Pick out every line in the data below that contains the word "reflection", and copy each one.

start

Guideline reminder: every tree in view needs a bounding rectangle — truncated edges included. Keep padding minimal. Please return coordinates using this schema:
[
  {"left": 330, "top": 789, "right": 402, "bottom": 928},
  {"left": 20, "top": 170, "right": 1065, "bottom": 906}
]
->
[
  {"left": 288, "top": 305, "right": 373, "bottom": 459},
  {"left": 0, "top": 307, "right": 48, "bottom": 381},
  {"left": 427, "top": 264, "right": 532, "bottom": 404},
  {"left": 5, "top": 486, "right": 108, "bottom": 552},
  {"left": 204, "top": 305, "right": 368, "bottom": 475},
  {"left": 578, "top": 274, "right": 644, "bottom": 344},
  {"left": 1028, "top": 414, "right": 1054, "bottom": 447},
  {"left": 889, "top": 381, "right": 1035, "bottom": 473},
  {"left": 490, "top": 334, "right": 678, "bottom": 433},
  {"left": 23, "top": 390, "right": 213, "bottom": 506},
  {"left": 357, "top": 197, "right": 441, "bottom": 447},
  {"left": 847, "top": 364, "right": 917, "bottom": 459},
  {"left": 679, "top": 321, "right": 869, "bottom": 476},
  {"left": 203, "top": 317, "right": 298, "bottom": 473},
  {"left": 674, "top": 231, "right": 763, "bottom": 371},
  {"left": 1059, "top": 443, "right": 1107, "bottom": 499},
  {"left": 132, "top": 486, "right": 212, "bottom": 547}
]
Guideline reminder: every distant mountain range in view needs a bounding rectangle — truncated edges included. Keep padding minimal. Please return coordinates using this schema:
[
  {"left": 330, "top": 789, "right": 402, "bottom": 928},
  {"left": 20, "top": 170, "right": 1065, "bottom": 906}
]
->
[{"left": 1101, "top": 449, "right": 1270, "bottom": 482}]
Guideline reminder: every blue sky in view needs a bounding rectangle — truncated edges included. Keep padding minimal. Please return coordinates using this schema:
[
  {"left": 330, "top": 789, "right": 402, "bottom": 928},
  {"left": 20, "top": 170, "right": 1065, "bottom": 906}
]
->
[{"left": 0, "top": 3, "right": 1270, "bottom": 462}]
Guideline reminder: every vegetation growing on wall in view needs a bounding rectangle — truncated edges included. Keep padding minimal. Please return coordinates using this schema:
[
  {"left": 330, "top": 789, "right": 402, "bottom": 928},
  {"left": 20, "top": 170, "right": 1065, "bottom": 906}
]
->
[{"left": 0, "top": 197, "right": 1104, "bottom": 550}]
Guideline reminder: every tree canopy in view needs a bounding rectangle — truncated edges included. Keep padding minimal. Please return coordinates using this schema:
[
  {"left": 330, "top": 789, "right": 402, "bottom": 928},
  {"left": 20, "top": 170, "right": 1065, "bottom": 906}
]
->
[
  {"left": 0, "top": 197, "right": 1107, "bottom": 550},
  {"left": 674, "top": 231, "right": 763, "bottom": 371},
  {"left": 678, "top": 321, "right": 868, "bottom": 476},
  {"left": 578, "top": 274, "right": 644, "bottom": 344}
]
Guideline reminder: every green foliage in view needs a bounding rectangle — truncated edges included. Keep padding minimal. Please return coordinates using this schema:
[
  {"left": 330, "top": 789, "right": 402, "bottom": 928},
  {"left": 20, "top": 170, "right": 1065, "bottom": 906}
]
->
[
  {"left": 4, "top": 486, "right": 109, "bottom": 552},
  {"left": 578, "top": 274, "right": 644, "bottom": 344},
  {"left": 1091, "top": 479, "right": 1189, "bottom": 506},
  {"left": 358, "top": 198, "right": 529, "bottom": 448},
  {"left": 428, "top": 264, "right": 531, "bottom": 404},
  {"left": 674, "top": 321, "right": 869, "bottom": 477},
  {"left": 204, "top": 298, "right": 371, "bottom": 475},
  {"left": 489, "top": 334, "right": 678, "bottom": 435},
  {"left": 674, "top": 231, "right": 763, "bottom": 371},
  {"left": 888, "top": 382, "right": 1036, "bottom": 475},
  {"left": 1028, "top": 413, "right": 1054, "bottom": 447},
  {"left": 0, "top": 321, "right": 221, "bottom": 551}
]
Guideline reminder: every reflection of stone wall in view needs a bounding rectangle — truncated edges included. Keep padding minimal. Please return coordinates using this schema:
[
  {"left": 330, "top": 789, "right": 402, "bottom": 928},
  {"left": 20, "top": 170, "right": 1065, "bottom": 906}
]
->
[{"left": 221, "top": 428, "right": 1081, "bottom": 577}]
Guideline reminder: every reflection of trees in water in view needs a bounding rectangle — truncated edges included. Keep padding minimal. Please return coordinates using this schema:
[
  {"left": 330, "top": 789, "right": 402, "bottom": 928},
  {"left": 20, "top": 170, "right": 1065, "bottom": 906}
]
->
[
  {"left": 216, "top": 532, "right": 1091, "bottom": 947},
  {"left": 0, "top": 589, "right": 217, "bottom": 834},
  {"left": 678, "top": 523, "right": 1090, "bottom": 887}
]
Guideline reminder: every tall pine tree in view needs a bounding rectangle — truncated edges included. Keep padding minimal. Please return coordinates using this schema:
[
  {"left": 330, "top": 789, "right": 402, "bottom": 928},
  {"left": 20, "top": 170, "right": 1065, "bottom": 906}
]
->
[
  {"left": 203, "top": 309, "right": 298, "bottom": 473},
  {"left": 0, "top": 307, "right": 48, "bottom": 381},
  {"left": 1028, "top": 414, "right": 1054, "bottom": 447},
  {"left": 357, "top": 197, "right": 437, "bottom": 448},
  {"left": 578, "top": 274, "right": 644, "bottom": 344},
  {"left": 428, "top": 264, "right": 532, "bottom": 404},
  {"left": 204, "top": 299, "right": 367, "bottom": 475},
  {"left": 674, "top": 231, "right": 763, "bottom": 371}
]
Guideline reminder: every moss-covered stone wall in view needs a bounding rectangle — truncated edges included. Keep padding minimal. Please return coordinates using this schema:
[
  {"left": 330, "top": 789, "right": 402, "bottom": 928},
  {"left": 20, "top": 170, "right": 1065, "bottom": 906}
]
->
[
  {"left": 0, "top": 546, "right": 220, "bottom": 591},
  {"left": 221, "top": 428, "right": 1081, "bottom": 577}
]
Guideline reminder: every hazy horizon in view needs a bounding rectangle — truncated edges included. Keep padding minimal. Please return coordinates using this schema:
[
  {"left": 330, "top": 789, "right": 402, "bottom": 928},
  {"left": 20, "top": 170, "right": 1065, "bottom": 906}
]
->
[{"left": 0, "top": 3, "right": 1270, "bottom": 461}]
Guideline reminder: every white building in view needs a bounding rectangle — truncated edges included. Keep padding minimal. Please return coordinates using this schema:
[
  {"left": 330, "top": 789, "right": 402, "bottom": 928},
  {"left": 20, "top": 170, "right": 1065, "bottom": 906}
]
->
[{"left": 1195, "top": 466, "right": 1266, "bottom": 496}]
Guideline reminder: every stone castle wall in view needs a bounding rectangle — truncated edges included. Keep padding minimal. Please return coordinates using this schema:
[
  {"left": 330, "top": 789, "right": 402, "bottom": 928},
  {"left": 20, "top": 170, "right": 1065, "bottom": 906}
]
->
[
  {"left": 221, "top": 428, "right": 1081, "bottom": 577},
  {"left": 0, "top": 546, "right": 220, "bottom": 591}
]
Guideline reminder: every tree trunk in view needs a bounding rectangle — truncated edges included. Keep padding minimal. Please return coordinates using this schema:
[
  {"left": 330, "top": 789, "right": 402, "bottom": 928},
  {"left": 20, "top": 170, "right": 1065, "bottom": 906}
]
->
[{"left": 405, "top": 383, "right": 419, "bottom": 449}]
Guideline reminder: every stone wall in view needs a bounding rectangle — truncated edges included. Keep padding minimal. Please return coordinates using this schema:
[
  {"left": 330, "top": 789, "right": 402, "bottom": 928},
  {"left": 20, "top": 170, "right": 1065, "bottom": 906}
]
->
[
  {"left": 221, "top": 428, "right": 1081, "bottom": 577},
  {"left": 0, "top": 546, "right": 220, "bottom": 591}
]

end

--- Correct output ---
Guideline reminder: every reflection of stone wall in view needs a bounding rectangle — truncated edges included. Keep padding minimal. Please return coordinates using this schema:
Guideline reminder: every reflection of trees in water in view needs a bounding rectangle — truncated edges included. Keep padding minimal. Please return coordinates using this schema:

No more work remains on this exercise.